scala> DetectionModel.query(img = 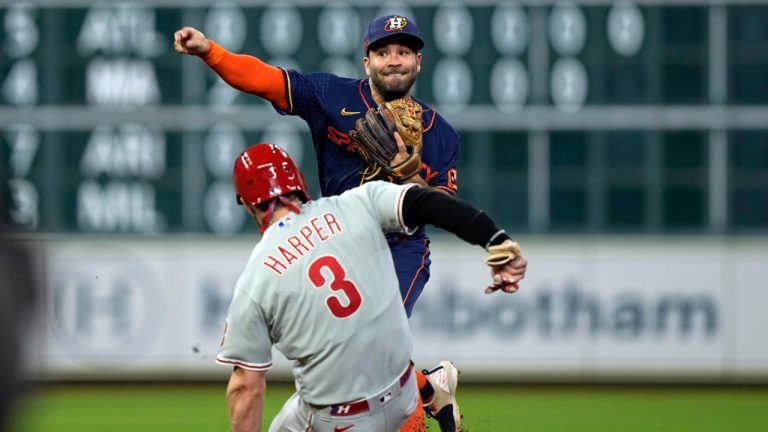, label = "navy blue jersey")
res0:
[276,70,459,316]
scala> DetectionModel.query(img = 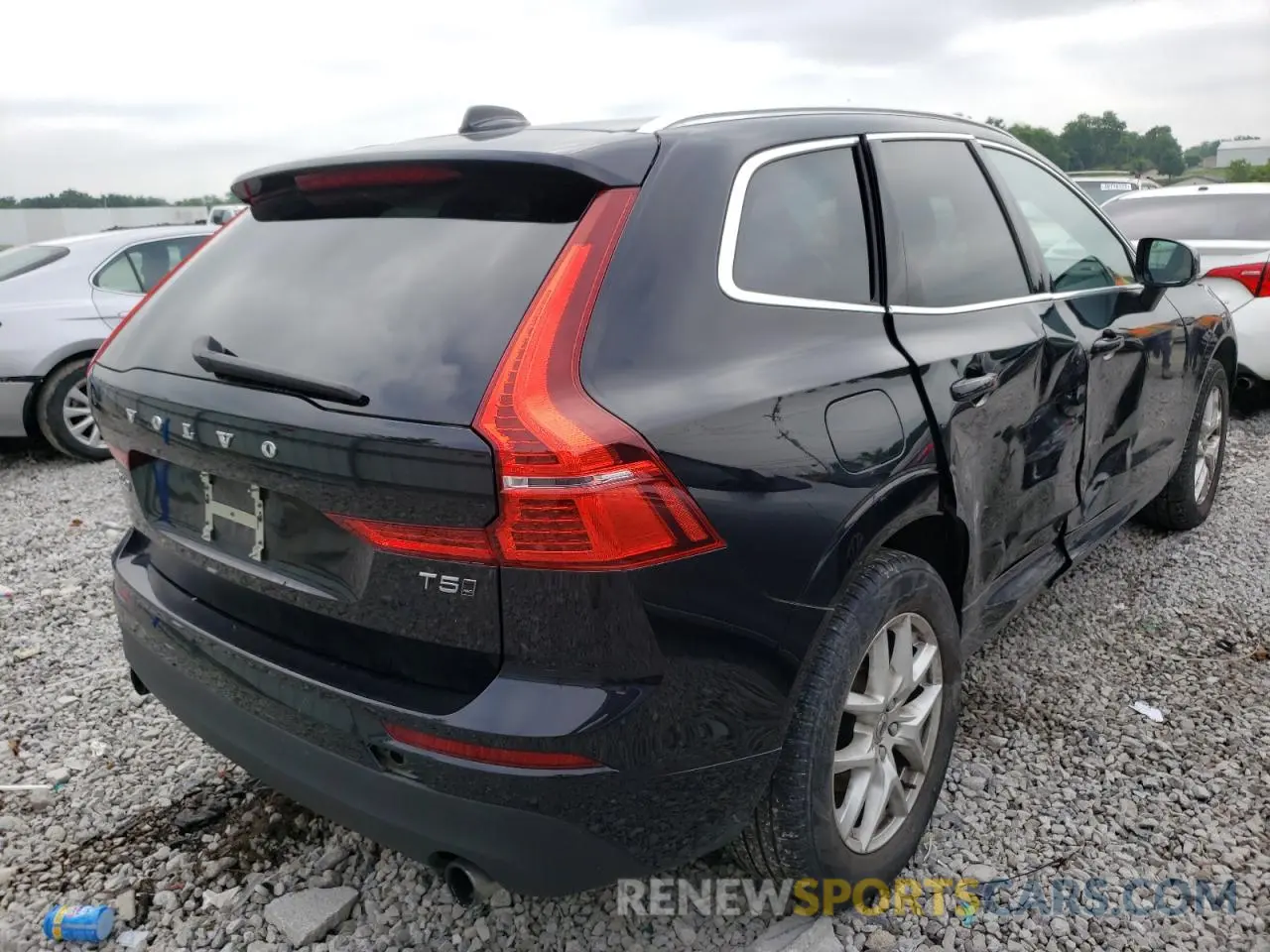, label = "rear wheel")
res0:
[1140,361,1230,532]
[735,549,961,883]
[36,358,110,461]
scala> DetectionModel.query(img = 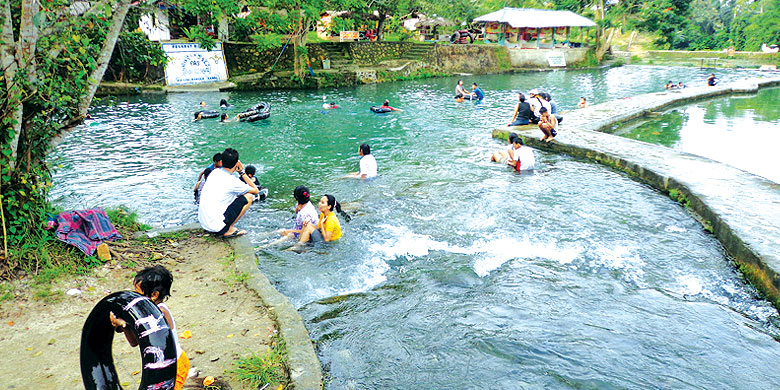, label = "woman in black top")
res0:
[509,93,532,126]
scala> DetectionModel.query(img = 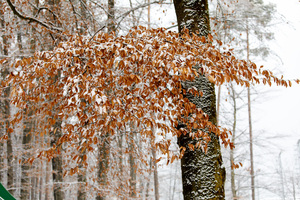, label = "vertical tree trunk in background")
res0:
[2,66,15,195]
[21,106,33,200]
[230,83,237,199]
[1,16,15,195]
[129,133,136,198]
[148,5,159,200]
[96,0,116,200]
[0,1,8,183]
[50,118,65,200]
[107,0,116,33]
[174,0,225,200]
[246,19,255,200]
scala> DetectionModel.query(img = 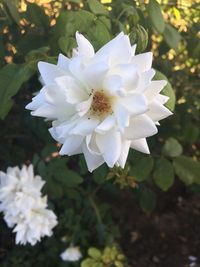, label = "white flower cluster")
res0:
[60,246,82,261]
[0,165,57,245]
[26,32,172,171]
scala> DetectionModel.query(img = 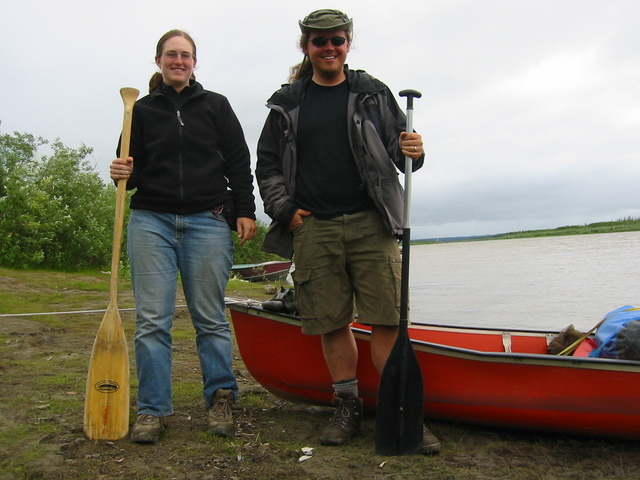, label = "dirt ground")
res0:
[0,276,640,480]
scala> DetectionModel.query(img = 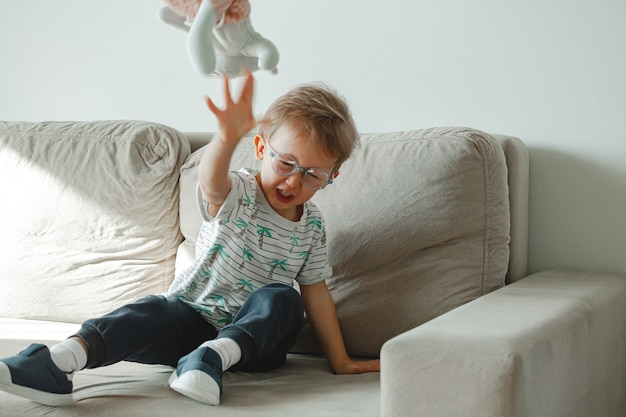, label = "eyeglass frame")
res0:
[263,138,334,191]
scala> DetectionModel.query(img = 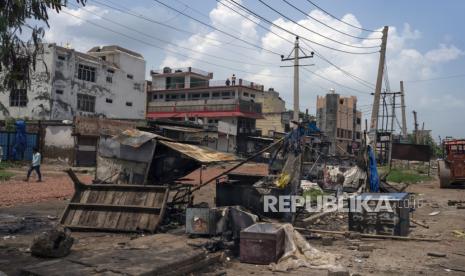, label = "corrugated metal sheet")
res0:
[159,141,240,163]
[74,117,136,136]
[113,129,171,148]
[159,126,203,133]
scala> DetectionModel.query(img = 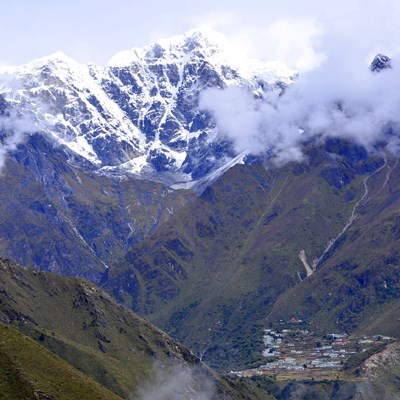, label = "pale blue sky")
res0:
[0,0,400,69]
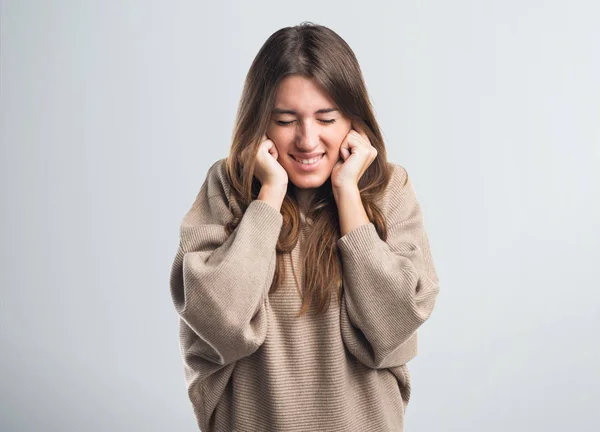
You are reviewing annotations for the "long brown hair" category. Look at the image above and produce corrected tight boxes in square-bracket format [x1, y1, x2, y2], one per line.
[220, 22, 390, 316]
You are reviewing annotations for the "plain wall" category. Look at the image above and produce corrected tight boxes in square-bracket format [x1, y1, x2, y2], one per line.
[0, 0, 600, 432]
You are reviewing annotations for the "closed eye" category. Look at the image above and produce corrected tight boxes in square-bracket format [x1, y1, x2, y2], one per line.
[275, 119, 335, 126]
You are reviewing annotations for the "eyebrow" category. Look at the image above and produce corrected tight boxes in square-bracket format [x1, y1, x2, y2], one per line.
[273, 108, 339, 115]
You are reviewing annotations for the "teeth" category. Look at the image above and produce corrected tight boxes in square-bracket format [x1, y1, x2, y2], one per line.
[294, 155, 323, 165]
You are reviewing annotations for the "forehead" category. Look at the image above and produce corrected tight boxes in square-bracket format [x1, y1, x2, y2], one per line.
[274, 75, 336, 115]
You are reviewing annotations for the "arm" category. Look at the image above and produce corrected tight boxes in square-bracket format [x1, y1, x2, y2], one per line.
[338, 165, 439, 368]
[170, 161, 283, 367]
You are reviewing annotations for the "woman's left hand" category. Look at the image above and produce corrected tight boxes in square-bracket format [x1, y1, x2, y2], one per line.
[331, 124, 377, 190]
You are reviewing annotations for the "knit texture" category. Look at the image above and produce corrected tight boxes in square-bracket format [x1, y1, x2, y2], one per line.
[170, 159, 439, 432]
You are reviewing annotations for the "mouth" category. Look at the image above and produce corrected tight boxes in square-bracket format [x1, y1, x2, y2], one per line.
[290, 153, 325, 166]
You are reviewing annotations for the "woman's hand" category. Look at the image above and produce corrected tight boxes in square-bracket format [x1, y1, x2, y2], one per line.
[242, 134, 288, 188]
[331, 120, 377, 191]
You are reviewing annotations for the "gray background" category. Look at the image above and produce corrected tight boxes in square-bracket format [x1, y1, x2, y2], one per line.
[0, 0, 600, 432]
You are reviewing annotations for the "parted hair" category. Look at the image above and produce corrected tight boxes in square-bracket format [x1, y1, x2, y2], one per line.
[220, 22, 391, 316]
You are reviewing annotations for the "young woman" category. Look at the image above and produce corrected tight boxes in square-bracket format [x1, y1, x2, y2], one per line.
[170, 23, 439, 432]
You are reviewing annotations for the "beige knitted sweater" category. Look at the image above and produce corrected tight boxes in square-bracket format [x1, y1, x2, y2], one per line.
[170, 159, 439, 432]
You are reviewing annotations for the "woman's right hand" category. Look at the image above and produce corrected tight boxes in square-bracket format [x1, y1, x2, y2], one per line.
[246, 134, 288, 187]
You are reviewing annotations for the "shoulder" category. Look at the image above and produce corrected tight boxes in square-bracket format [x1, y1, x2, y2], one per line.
[182, 158, 231, 226]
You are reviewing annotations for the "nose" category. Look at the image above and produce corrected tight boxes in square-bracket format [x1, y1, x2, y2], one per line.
[296, 122, 321, 153]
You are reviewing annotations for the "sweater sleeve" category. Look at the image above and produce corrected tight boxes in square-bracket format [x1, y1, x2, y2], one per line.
[170, 159, 283, 372]
[337, 164, 439, 369]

────

Stated exercise: Show every line in the records above that contains the word "sweater", matching case exactly.

Full solution:
You are reviewing annotations for the "beige knitted sweater" category. Look at the image above and produce corrected tight boxes in square-bracket format [x1, y1, x2, y2], one per line.
You are reviewing annotations for the "sweater sleeve" category. Look at the image above and produce corrected tight boxes in square-bracket format [x1, y1, x2, y2], one per line.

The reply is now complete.